Selected passage →
····················

The “RIGHT” technique we describe here, involves three elements: general anesthesia, hydrostatic reduction, and USG guidance, which entails an anesthesiologist, pediatric surgeon, and radiologist working in tandem. Reduction of intussusception under GA has been reported in a few studies, but has not been used as a protocol in management. Chatterejee et al. described a technique of hydrostatic reduction assisted manually after performing a laparotomy which can be used by surgeons in resource challenged situations where USG or fluoroscopy is unavailable [8]. Purenne et al. [7] showed that the success rate of reduction by air enema increased when the procedure was done under GA when compared to sedation. However, they performed the procedure in the radiology suite and in cases where surgery was required, the anesthesia was maintained, and the patient was shifted to the OR. Collins et al. [9] in their study achieved successful reduction under GA in those cases which had one failed attempt under sedation. They proposed that GA reduces abdominal wall muscle tone and relaxes a struggling child with abdominal pain, allowing for better conditions for hydrostatic reduction. They also proposed that anesthetic-induced reductions in splanchnic blood flow may result in less edema of the bowel wall, which could prevent obstruction and further compromise. Chandrashekharam et al. [2] in their technique done under GA monitored the reduction of intussusception under direct vision after introducing a laparoscope. Digant et al. [10] evaluated the role of USG guidance for hydrostatic reduction using normal saline and concluded that it was an optimal and safe procedure.

····················

Copy out the passage above on the RIGHT technique for reducing intussusception word for word, in full.

····················

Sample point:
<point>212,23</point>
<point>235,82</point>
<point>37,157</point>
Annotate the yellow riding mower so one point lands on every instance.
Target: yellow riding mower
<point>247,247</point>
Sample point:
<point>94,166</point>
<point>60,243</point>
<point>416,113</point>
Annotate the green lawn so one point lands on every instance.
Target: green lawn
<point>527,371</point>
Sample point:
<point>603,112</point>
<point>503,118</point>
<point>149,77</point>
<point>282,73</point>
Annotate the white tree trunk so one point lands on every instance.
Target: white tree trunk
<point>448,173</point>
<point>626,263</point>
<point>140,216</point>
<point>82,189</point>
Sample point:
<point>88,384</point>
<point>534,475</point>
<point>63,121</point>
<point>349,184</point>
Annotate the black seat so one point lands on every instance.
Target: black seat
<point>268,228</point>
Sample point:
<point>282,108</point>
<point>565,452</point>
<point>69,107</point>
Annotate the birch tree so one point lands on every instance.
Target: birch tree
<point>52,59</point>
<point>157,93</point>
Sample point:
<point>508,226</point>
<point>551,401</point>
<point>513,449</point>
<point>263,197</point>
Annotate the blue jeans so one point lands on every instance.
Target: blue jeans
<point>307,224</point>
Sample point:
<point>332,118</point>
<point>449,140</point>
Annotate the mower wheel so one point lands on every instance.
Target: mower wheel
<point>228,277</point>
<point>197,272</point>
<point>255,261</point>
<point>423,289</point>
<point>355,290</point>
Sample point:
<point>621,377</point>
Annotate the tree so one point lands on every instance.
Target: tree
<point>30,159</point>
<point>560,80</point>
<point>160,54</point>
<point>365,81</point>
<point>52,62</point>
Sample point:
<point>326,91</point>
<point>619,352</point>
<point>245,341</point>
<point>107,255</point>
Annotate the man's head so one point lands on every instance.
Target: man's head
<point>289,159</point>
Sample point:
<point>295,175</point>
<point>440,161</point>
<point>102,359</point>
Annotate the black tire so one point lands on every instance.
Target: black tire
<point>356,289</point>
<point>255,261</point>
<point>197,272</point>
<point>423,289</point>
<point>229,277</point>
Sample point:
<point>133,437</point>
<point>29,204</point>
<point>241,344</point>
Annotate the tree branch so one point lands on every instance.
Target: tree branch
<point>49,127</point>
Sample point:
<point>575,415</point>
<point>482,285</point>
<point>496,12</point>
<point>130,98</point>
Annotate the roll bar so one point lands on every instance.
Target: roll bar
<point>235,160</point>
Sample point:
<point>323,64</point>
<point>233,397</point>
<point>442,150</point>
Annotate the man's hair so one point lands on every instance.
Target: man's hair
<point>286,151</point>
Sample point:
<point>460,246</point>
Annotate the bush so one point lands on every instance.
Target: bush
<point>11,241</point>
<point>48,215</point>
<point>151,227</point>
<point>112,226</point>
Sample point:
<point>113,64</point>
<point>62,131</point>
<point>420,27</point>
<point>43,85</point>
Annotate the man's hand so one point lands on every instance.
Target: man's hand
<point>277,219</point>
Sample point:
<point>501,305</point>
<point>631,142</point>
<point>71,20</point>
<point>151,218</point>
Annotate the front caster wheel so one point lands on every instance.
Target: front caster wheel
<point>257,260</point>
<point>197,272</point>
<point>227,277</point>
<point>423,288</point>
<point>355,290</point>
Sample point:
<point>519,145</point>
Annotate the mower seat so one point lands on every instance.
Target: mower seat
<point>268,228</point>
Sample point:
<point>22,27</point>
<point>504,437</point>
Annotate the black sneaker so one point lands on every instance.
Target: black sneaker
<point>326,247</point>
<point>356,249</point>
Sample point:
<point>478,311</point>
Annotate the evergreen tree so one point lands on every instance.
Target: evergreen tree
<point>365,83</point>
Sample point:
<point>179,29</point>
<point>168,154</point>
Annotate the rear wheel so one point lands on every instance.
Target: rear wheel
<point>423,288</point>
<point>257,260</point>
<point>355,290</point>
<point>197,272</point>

····················

Answer section →
The “RIGHT” technique we describe here, involves three elements: general anesthesia, hydrostatic reduction, and USG guidance, which entails an anesthesiologist, pediatric surgeon, and radiologist working in tandem. Reduction of intussusception under GA has been reported in a few studies, but has not been used as a protocol in management. Chatterejee et al. described a technique of hydrostatic reduction assisted manually after performing a laparotomy which can be used by surgeons in resource challenged situations where USG or fluoroscopy is unavailable [8]. Purenne et al. [7] showed that the success rate of reduction by air enema increased when the procedure was done under GA when compared to sedation. However, they performed the procedure in the radiology suite and in cases where surgery was required, the anesthesia was maintained, and the patient was shifted to the OR. Collins et al. [9] in their study achieved successful reduction under GA in those cases which had one failed attempt under sedation. They proposed that GA reduces abdominal wall muscle tone and relaxes a struggling child with abdominal pain, allowing for better conditions for hydrostatic reduction. They also proposed that anesthetic-induced reductions in splanchnic blood flow may result in less edema of the bowel wall, which could prevent obstruction and further compromise. Chandrashekharam et al. [2] in their technique done under GA monitored the reduction of intussusception under direct vision after introducing a laparoscope. Digant et al. [10] evaluated the role of USG guidance for hydrostatic reduction using normal saline and concluded that it was an optimal and safe procedure.